### THE REQUEST:
Copy each of the rows below word for word, with no changes.

>> Start DATASET ENTRIES

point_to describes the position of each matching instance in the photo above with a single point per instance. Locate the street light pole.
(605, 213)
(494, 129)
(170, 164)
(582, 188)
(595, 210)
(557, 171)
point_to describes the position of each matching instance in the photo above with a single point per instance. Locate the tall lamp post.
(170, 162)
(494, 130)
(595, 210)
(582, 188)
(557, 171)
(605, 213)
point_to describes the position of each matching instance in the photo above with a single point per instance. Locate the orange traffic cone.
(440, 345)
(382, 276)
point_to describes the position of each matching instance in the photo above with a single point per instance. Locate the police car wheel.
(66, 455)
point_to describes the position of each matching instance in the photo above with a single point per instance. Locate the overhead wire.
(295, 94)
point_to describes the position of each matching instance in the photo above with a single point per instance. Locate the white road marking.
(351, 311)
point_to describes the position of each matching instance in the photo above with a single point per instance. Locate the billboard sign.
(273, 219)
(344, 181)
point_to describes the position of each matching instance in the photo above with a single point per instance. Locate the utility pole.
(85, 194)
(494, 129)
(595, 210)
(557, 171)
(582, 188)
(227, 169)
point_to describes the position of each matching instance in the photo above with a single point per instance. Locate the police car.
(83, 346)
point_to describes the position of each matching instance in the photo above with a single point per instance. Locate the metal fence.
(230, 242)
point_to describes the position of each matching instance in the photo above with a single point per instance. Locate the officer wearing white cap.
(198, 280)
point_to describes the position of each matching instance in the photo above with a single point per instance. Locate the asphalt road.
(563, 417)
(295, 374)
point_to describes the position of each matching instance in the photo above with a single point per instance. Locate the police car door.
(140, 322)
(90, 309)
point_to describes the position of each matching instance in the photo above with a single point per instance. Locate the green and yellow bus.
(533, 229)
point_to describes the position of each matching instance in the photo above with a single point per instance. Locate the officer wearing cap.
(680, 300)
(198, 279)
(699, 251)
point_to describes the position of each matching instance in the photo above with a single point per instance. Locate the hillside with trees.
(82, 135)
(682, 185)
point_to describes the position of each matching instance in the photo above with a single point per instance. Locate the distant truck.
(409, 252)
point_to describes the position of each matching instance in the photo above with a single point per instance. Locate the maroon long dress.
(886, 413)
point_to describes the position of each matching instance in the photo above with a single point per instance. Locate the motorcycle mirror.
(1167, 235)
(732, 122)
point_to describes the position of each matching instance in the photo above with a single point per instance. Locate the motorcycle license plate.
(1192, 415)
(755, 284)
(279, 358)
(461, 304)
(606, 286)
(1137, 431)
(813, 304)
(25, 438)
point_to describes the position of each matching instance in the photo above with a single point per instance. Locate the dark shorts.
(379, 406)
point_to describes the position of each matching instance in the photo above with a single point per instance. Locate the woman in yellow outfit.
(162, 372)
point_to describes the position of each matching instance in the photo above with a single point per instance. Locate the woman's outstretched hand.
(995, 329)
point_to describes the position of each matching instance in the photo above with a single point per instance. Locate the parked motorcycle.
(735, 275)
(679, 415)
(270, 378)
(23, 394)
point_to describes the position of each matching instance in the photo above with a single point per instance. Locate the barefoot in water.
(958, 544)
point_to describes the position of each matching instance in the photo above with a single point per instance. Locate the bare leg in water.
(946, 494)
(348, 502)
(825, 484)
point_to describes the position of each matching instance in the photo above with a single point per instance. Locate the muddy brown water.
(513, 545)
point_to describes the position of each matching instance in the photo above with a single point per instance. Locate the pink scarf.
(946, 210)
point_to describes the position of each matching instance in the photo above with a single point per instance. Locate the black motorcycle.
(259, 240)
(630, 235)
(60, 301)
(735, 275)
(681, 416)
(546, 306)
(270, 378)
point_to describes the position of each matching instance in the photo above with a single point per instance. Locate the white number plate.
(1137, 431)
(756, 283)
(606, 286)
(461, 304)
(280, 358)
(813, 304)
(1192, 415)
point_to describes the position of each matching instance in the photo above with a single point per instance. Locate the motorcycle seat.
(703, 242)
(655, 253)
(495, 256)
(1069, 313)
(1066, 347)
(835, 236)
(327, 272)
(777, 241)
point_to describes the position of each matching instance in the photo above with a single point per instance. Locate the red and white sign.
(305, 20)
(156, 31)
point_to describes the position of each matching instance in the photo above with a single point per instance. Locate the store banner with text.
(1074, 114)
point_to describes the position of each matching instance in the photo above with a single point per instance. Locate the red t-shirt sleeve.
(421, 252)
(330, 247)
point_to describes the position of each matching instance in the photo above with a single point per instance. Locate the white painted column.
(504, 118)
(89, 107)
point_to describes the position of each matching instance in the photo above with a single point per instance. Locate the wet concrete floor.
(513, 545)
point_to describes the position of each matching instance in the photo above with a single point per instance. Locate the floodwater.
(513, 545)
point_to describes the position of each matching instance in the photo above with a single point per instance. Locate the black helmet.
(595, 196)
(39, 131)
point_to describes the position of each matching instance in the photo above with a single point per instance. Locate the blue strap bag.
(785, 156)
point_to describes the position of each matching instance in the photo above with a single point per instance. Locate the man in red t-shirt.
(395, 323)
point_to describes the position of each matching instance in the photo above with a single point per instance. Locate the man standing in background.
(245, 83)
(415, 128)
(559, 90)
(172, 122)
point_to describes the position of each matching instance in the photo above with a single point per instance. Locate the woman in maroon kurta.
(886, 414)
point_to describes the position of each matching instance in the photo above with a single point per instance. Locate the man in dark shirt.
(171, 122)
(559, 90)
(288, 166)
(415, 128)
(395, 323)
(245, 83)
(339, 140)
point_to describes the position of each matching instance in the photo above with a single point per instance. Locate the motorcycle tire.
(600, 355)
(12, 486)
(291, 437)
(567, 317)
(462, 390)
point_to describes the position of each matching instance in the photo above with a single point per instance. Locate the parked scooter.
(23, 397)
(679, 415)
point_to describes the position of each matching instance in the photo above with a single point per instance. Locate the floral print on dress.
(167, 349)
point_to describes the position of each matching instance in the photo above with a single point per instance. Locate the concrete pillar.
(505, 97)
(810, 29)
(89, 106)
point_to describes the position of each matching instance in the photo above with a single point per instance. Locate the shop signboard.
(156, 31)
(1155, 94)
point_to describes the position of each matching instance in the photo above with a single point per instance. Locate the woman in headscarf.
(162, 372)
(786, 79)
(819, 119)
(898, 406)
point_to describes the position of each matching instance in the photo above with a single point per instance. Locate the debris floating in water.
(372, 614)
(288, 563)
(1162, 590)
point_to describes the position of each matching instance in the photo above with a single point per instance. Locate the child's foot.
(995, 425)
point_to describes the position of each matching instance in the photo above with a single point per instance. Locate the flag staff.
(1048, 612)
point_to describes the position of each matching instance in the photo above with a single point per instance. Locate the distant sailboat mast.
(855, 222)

>> End DATASET ENTRIES

### THE RESULT:
point_to describes the position of each matching instance in the photo above with a single point per instance. Locate the street light pole.
(605, 213)
(494, 129)
(170, 164)
(582, 188)
(595, 210)
(557, 171)
point_to describes the position of each matching instance in the photo above with a single point per instance. Locate the tall lamp post.
(170, 162)
(494, 130)
(595, 210)
(582, 188)
(557, 171)
(605, 213)
point_to describes the position of each matching instance in the photo above with a single point per instance. Locate the orange traffic cone.
(440, 345)
(382, 276)
point_to describes the position of each matching instance in the photo above with a single point per instance. Locate the police car wheel.
(66, 455)
point_to describes the position of each matching instance in the photo above with a single point per instance. Locate the overhead wire.
(295, 94)
point_to describes the position of each matching instance in the photo above with a single point per instance. Locate the white road marking.
(351, 311)
point_to describes the position of each matching instance in the photo above with a single point per instance. Locate the billboard sign.
(273, 219)
(344, 181)
point_to describes the position of each matching instance in the photo above with a single point per instance. Locate the utility pole.
(85, 194)
(494, 129)
(595, 210)
(557, 171)
(582, 188)
(227, 169)
point_to describes the position of each matching instance in the photo above with a single point per instance. Locate the police car.
(83, 346)
point_to describes the position of each matching instance in the photo above with a single point per instance. Locate the metal fence.
(230, 242)
point_to describes the position of each matching instance in the photo above with a single point per instance. Locate the officer wearing white cap.
(198, 280)
point_to describes the position of each matching instance in the photo above with a single point per instance. Locate the asphalt road.
(563, 417)
(295, 374)
point_to describes the position of each matching instance in the photo above with a single point per instance. Locate the police car door.
(140, 322)
(90, 309)
point_to describes the position of each matching instance in the photo above with a single point per instance. Locate the green and yellow bus.
(533, 229)
point_to describes the position of each matching instance in the photo above with a single point per instance. Locate the officer wearing cap.
(680, 300)
(198, 279)
(699, 251)
point_to describes the position of each matching instance in the photo above with a single point per instance. Locate the hillside with trees.
(82, 135)
(682, 185)
point_to describes the position of each matching instance in the photo above with a single point per instance. Locate the distant truck.
(409, 252)
point_to describes the position of each matching instance in the photo above with a single point per instance. Locate the maroon long dress.
(886, 413)
point_to describes the position of each matching instance in the photo above with a single point per instance. Locate the motorcycle mirror.
(1167, 235)
(732, 122)
point_to describes the position of each matching instance in the photo above with a single point per instance. Locate the motorcycle license plate.
(1192, 415)
(755, 284)
(279, 358)
(461, 304)
(606, 286)
(1137, 431)
(813, 304)
(25, 438)
point_to describes the position of each matching instance in the photo above with a single point per instance. Locate the dark shorts.
(379, 406)
point_to describes the position of each matching instance in the photo above with a single point per instance. Locate the woman in yellow outfit.
(162, 372)
point_to describes the position of each matching instance in the photo above with a single point per instance. Locate the woman's outstretched hand.
(995, 329)
point_to describes the position of each matching instance in the photo above with a single point per instance. Locate the parked motorcycle.
(735, 275)
(679, 415)
(270, 378)
(23, 394)
point_to describes the position of each matching instance in the photo above with a single point per instance. Locate the barefoot in water.
(958, 544)
point_to describes the position of each matching instance in the photo above with a single point per instance. Locate the bare leg in water.
(946, 494)
(348, 502)
(825, 484)
point_to describes the position of each matching instance in the photo above with a single point per instance. Locate the muddy brown water.
(513, 545)
point_to describes the position of each matching instance in the photo above with a single point per instance. Locate the pink scarf.
(946, 210)
point_to describes the position of each matching instance in the photo above with a single point per instance. Locate the black motorcycle.
(259, 240)
(630, 235)
(60, 301)
(735, 275)
(681, 416)
(546, 306)
(270, 378)
point_to describes the position of each matching instance in the photo above with a single point per instance. Locate the white number plate.
(1137, 431)
(756, 283)
(606, 286)
(461, 304)
(280, 358)
(813, 304)
(1192, 415)
point_to describes the position of each matching instance in the photo above with a single point per instance. Locate the motorcycle seat.
(703, 242)
(655, 253)
(495, 256)
(1069, 313)
(1066, 347)
(835, 236)
(327, 272)
(777, 241)
point_to describes the position of each matching instance in the photo above with a single point per instance. Locate the red and white sign.
(305, 20)
(156, 31)
point_to describes the position of each matching instance in the photo above with a single point per instance. Locate the store banner with text.
(1074, 114)
point_to describes the position of each matching instance in the photo above with a single point per instance. Locate the red t-shirt sleeve.
(421, 252)
(330, 247)
point_to describes the position of each matching instance in the photo above with a single point per instance. Locate the white painted column.
(504, 118)
(89, 107)
point_to describes the position of each matching instance in the photo above with a single point per instance. Locate the wet concrete floor.
(513, 545)
point_to describes the position of each matching instance in the photo above with a single point per instance. Locate the floodwater.
(513, 545)
point_to describes the position of each matching instance in the photo above with a single point per instance. Locate the black helmet.
(595, 196)
(39, 131)
point_to describes the position of each matching instance in the photo above with a single point per instance. Locate the blue strap bag.
(785, 156)
point_to describes the position of each matching instance in the photo above with a single point per instance. Locate the man in red t-shirt.
(395, 323)
point_to describes the position of each matching instance in the photo above with a single point per instance. Locate the man standing in background.
(245, 83)
(415, 128)
(559, 90)
(172, 122)
point_to describes the position of each matching instance in the photo above with a single point per instance. Locate the woman in maroon kurta.
(886, 414)
point_to describes the position of each matching instance in the photo above with a single point per instance. Locate the man in dark shirt.
(171, 122)
(559, 90)
(288, 166)
(415, 128)
(395, 323)
(245, 83)
(339, 140)
point_to describes the position of each matching instance in the photo above with a single point per instance. Locate the motorcycle tire.
(600, 355)
(12, 486)
(291, 437)
(567, 317)
(462, 390)
point_to describes the position of each matching instance in the photo above with a single point per instance. Locate the parked scooter.
(23, 397)
(679, 415)
point_to describes the position of each matching instance in the photo above with a single point per instance. Locate the floral print on dress.
(167, 349)
point_to describes the position of each matching instance in the photo above with a single point per instance. Locate the concrete pillar.
(505, 97)
(810, 29)
(89, 106)
point_to describes the position of each matching instance in the photo above with a single point per instance. Locate the shop signboard.
(156, 31)
(1155, 94)
point_to describes the position of each matching instance in the photo above with a single point per instance. Locate the woman in headscarf.
(162, 372)
(786, 79)
(819, 119)
(898, 406)
point_to describes the position of each matching instance in the photo above with a single point per instance. Locate the debris floating in water.
(372, 614)
(288, 563)
(1162, 590)
point_to describes the position of each matching instance in the photo above with a single point per instance. Locate the child's foot.
(995, 425)
point_to describes the position of each matching instance in the photo above with a single point per instance. Locate the flag staff.
(1048, 612)
point_to describes the position of each matching instance in the photo above with a single point per instance. Locate the distant sailboat mast.
(855, 222)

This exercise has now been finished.